***** Records for this exercise *****
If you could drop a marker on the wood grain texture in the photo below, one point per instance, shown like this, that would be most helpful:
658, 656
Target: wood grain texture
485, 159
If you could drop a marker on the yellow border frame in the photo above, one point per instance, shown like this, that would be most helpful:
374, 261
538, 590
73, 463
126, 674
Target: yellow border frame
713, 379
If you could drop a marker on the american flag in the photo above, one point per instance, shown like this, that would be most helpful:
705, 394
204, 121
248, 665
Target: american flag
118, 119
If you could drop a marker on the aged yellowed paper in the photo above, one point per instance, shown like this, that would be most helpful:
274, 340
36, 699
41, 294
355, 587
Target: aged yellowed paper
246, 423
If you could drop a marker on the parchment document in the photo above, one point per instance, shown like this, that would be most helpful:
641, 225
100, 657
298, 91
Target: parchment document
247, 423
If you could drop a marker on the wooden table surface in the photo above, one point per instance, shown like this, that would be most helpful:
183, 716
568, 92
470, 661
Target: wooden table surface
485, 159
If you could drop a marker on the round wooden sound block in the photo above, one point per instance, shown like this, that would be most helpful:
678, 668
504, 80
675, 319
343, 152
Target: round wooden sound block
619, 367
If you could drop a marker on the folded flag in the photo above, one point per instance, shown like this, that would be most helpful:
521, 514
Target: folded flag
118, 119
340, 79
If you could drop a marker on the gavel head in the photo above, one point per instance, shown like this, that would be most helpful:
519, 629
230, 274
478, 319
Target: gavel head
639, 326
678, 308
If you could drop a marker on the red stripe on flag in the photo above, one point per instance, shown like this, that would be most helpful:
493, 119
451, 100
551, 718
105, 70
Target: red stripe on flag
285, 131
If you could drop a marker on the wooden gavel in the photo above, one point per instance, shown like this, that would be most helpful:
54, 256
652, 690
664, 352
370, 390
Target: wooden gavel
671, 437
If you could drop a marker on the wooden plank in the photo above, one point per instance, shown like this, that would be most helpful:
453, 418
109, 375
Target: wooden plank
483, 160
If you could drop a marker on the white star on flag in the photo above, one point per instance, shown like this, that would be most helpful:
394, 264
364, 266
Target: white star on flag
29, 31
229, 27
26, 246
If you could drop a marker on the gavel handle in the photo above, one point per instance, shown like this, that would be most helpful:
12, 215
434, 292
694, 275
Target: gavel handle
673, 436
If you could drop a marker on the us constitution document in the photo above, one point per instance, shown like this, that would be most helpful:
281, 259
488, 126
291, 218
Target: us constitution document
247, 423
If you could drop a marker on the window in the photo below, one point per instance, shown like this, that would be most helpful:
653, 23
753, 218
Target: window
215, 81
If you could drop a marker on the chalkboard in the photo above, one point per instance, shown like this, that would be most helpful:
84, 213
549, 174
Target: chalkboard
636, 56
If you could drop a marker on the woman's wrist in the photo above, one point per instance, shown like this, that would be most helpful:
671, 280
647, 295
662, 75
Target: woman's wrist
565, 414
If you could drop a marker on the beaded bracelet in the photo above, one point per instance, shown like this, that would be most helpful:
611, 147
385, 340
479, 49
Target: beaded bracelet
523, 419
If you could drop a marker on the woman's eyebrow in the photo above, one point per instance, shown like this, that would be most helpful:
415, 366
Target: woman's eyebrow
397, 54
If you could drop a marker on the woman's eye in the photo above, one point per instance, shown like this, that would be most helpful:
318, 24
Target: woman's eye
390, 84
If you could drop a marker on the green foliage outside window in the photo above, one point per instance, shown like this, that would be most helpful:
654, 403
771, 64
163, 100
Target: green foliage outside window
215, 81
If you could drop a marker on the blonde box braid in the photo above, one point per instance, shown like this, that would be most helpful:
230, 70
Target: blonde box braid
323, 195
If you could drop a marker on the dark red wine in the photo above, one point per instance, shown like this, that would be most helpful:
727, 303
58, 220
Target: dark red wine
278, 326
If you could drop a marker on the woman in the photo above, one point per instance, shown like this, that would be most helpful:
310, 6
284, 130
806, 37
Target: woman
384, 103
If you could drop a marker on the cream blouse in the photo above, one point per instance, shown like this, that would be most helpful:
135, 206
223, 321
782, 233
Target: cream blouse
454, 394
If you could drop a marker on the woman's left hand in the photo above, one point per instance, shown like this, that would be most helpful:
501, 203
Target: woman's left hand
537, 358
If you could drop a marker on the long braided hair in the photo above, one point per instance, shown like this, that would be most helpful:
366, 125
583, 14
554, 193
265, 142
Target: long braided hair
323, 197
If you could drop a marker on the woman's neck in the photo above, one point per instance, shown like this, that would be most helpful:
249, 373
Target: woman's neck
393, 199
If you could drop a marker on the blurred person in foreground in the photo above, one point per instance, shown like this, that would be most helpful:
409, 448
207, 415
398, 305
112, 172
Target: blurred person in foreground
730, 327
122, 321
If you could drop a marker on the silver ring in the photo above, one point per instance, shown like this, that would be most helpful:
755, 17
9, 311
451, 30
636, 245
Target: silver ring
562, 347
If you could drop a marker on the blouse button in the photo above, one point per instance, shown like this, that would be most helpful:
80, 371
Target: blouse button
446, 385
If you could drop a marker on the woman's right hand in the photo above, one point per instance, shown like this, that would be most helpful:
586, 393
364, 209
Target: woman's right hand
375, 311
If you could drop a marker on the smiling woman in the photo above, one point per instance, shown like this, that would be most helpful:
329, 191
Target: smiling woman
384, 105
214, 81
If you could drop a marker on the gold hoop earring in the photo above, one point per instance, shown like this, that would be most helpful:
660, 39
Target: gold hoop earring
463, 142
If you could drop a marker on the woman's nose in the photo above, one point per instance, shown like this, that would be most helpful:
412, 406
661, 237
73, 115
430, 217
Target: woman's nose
*****
Activity> The complete listing must be printed again exactly as given.

Exercise response>
If you could drop a marker on the wood grain texture in the photo below, one point per instance, shown like this, that would be most helpful:
658, 656
Target: wood grain texture
485, 159
If you could drop a marker on the yellow border frame in the photo above, one point per instance, shown like this, that would be most helpful:
374, 261
538, 590
73, 463
126, 674
Target: yellow border frame
713, 379
If you could drop a marker on the american flag in the photo above, one point per instance, shown like this, that would be most helpful:
705, 394
204, 121
248, 665
Target: american flag
118, 119
If you could drop a marker on the aged yellowed paper in the photo above, one point per instance, shown like this, that would be most helpful:
274, 340
36, 699
41, 294
355, 587
Target: aged yellowed paper
246, 423
If you could drop a marker on the parchment document in the photo above, one point per instance, shown like this, that would be most helpful:
641, 225
100, 657
298, 91
Target: parchment document
247, 423
If you could drop a marker on the wooden table surface in the photo above, one point per instance, shown like this, that would be most helpful:
183, 716
568, 92
470, 661
Target: wooden table surface
485, 159
If you could drop a marker on the round wooden sound block in the photo above, one point per instance, shown like this, that would be most helpful:
678, 668
504, 80
675, 319
343, 152
Target: round wooden sound block
619, 367
If you could drop a marker on the folded flag in the photo above, one point per instance, shown like this, that would be most helpful:
521, 514
Target: folded flag
118, 119
340, 79
If you could drop a marker on the gavel head in the photo above, one point per instance, shown like this, that would be most helpful:
519, 629
230, 274
478, 319
Target: gavel head
639, 326
678, 308
If you could drop a marker on the red stripe on flag in the photo above, one point per instance, shown like this, that would be most helpful:
493, 119
451, 100
551, 718
105, 70
Target: red stripe on flag
285, 131
If you could drop a marker on the wooden gavel in the photo above, one point per instance, shown like this, that would be most helpful:
54, 256
652, 690
664, 352
370, 390
Target: wooden gavel
671, 437
If you could drop a marker on the wooden plank in the photo above, one point per instance, shown like this, that would be most helpful:
453, 418
109, 375
Target: wooden plank
483, 160
If you could drop a marker on the white star on flag in the photo above, one point per instance, shown like this, that would be most helpful:
394, 264
364, 266
Target: white star on flag
29, 31
229, 27
26, 246
If you could drop a marker on the gavel handle in the photo above, one point per instance, shown like this, that would be most helpful:
12, 215
434, 292
694, 275
Target: gavel handle
673, 436
If you could drop a marker on the us constitution document in the photo above, one point per instance, shown like this, that would be most helpful:
281, 259
488, 126
291, 218
Target: us constitution document
247, 423
If you could drop a marker on the window in the photo below, one point per instance, shown like this, that would be most helpful:
653, 23
753, 218
Target: window
215, 81
If you could drop a marker on the chalkboard in the photo above, one point per instance, shown like this, that would be most helpful:
84, 213
549, 174
Target: chalkboard
636, 56
If you could drop a marker on the woman's wrist in the photo above, one point per instance, shown like this, that would be most helpful:
671, 280
647, 295
662, 75
Target: woman's wrist
565, 414
If you could drop a marker on the beaded bracelet in the photo above, one point per instance, shown like this, that would be most helpful:
611, 147
385, 340
479, 49
Target: beaded bracelet
523, 419
If you could drop a marker on the woman's eyebrow in the photo above, one point per instance, shown like this, that would be most helpful:
415, 366
Target: woman's eyebrow
397, 54
If you could drop a marker on the woman's eye in the photo above, one point per instance, shown like this, that would be most helpful:
318, 24
Target: woman's eye
390, 84
If you could drop a marker on the green foliage outside window in the photo above, one point per instance, shown like this, that would be most helpful:
654, 403
771, 64
163, 100
Target: green foliage outside window
215, 81
If you could drop a marker on the blonde box braid in the photo above, one point per instance, shown like this, that would be most helpful:
230, 70
Target: blonde box braid
323, 195
If you could drop a marker on the dark red wine in the photo above, one point per instance, shown like this, that would be most helpful:
727, 303
58, 220
Target: dark red wine
278, 326
If you could drop a marker on the woman in the photo above, one point per instance, shown like this, that would be most helpful:
310, 6
284, 130
806, 37
Target: woman
384, 103
If you could drop a marker on the cream blouse in the photo above, one point per instance, shown like this, that would be most helpful:
135, 206
223, 321
782, 233
Target: cream blouse
454, 394
If you could drop a marker on the woman's left hand in the photo above, one point per instance, shown like this, that would be most helpful:
501, 203
Target: woman's left hand
537, 358
If you could drop a marker on the long braided hair in the photo above, one point per instance, shown like this, that would be most helpful:
366, 125
583, 14
554, 193
265, 142
Target: long braided hair
323, 197
If you could drop a marker on the woman's neck in the photo above, one point per instance, shown like this, that would be most helpful:
249, 373
Target: woman's neck
393, 199
If you could drop a marker on the blurred person in foreground in the photo above, one point per instance, shown like this, that would be most helpful:
409, 448
207, 415
398, 305
112, 172
Target: blurred person in foreground
730, 327
122, 321
If you could drop a marker on the silver ring in the photo above, one point per instance, shown like this, that would be most helpful:
755, 17
9, 311
451, 30
636, 245
Target: silver ring
562, 347
If you could drop a marker on the blouse button in the photo above, one point per instance, shown like this, that would be most helpful:
80, 371
Target: blouse button
446, 385
If you could drop a marker on the woman's right hand in the photo above, one point per instance, shown like this, that would be most helpful:
586, 393
364, 209
Target: woman's right hand
375, 311
If you could drop a marker on the smiling woman in the photo above, one point per instance, shown like this, that would be most helpful:
329, 191
Target: smiling woman
384, 105
214, 81
If you could drop a marker on the gold hoop earring in the photo above, one point per instance, shown like this, that would be most helpful:
660, 39
Target: gold hoop earring
463, 142
If you could drop a marker on the woman's nose in the photo above, one point per instance, shown like this, that would be most helpful:
412, 406
661, 237
73, 115
430, 217
Target: woman's nose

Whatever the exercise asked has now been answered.